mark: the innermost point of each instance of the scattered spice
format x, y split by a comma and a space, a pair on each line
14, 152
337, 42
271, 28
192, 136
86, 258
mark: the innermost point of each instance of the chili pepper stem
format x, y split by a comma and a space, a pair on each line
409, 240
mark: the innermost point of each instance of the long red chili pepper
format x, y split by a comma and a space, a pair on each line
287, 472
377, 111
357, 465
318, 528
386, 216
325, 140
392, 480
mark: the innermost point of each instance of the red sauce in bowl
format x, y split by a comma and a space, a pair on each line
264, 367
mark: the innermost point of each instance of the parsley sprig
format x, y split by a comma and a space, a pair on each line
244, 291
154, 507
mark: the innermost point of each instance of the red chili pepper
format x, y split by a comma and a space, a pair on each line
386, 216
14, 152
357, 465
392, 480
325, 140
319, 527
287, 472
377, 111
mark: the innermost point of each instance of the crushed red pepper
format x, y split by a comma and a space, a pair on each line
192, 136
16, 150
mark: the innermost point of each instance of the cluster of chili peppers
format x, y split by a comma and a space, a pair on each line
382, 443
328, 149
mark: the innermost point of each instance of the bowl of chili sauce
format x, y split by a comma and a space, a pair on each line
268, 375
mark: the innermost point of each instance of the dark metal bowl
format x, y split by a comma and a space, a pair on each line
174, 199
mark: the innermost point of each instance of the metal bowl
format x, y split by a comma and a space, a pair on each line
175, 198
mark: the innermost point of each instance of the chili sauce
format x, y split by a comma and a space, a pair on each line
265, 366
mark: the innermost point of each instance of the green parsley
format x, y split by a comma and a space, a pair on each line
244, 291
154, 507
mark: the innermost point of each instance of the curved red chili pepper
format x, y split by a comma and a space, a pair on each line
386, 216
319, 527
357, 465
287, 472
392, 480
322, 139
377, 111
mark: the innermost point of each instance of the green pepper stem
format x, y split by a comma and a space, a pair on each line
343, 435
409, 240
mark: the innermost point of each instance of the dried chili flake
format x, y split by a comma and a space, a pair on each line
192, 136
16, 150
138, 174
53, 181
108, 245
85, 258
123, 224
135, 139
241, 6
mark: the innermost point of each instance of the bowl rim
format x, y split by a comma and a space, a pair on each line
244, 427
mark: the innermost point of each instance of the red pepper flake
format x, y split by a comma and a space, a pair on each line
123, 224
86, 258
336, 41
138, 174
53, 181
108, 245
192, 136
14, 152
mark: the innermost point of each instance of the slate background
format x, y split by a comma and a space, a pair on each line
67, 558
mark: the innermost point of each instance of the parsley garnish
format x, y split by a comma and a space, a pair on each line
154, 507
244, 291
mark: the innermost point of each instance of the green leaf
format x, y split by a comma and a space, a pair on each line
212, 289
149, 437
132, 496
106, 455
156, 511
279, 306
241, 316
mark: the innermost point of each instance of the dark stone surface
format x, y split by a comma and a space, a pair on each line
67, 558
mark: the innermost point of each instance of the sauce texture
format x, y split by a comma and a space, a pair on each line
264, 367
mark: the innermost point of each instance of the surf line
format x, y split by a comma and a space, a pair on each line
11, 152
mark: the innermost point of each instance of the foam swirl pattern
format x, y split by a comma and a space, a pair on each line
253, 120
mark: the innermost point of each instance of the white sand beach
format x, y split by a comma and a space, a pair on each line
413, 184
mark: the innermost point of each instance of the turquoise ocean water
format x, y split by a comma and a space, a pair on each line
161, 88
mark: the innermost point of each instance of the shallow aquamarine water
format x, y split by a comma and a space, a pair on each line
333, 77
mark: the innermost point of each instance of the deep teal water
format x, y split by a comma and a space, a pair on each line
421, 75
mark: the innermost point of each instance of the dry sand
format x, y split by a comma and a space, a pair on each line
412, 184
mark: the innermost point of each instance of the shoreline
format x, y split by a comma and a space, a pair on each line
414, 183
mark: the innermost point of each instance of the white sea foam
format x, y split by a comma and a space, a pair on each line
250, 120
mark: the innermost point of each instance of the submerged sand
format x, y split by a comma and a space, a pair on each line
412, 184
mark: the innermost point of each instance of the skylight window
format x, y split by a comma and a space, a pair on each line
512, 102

────────

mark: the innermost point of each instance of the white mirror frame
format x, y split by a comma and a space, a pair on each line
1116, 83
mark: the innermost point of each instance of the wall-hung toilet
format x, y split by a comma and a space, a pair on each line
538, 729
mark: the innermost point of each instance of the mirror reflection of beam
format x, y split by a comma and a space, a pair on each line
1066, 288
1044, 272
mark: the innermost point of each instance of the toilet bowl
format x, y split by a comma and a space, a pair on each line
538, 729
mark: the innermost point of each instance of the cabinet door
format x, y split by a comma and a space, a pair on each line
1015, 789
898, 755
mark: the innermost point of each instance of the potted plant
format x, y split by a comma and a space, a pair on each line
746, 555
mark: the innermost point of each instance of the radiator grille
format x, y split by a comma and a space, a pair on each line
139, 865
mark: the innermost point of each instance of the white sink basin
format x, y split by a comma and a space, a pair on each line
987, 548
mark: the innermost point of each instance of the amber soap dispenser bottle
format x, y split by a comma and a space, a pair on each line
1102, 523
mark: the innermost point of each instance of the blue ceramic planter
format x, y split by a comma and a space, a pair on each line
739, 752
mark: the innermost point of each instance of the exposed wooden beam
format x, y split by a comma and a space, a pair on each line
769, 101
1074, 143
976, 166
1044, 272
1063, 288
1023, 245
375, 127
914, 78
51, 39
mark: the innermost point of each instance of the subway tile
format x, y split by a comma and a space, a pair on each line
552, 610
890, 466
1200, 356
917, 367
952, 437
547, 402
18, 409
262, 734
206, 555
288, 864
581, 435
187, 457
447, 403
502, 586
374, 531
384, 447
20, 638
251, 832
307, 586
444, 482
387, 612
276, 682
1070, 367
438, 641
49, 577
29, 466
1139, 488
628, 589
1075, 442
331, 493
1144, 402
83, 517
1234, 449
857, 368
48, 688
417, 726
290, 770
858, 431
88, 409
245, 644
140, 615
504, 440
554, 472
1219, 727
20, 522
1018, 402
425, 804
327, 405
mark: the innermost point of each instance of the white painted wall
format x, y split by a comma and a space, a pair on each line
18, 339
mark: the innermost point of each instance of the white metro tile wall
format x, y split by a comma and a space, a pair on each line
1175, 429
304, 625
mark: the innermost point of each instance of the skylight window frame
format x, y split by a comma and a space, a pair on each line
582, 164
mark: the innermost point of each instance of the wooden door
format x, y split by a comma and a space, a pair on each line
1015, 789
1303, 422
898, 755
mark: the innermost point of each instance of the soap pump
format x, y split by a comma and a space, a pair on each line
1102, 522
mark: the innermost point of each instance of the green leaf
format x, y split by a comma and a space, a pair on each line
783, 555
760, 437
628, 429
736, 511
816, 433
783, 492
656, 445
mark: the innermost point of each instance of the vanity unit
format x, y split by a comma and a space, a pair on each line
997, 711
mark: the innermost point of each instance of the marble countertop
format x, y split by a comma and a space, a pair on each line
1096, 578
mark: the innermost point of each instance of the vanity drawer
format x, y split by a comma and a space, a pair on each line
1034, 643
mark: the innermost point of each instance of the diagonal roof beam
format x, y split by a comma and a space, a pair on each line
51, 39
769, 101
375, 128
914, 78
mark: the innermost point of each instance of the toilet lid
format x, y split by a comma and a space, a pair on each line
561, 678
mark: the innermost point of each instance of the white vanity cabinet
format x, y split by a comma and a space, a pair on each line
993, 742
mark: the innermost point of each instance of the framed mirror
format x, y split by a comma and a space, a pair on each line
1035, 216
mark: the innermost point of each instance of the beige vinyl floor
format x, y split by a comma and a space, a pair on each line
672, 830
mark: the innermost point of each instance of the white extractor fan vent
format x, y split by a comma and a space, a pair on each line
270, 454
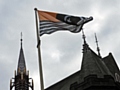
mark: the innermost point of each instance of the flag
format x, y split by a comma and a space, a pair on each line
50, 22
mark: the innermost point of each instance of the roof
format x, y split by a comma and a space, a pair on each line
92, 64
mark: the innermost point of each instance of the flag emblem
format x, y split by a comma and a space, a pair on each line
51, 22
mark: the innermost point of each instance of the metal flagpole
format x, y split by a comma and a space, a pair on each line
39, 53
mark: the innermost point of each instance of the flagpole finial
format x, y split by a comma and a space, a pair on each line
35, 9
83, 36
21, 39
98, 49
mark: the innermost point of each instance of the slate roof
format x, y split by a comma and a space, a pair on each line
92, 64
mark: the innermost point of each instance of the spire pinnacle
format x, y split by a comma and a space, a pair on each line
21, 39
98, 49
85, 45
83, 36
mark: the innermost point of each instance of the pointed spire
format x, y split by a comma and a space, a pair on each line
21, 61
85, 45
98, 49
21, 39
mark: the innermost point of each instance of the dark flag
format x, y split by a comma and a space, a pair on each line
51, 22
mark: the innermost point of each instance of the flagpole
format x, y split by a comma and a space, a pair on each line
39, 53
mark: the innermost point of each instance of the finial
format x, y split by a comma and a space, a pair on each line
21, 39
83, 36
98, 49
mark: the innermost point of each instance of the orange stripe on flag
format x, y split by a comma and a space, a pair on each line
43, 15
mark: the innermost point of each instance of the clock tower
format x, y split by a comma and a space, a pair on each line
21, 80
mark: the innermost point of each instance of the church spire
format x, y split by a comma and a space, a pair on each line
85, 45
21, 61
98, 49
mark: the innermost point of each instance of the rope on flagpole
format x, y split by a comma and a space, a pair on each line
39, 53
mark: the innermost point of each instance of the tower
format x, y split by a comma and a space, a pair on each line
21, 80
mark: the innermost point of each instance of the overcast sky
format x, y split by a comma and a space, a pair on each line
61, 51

────────

Your task » Only one stretch of the data above is needed. Restate it word for word, from the line containing "mark: the innermost point of each instance of the scattered" through the line containing "mark: the innermost point of each instance of the red sauce", both ends included.

Output »
mark: the innermost point of each instance of the scattered spice
format x, y split by a comma and a space, a pair on each line
14, 152
337, 42
271, 28
192, 136
86, 258
mark: the innermost point of each instance of the chili pepper stem
format x, y split by a comma and a space, a pair on each line
409, 240
mark: the innermost point of each instance of the long red chili pepper
format x, y split by a comma and a space, a pair on each line
287, 472
377, 111
357, 465
318, 528
386, 216
325, 140
392, 480
mark: the innermost point of each instance of the red sauce in bowl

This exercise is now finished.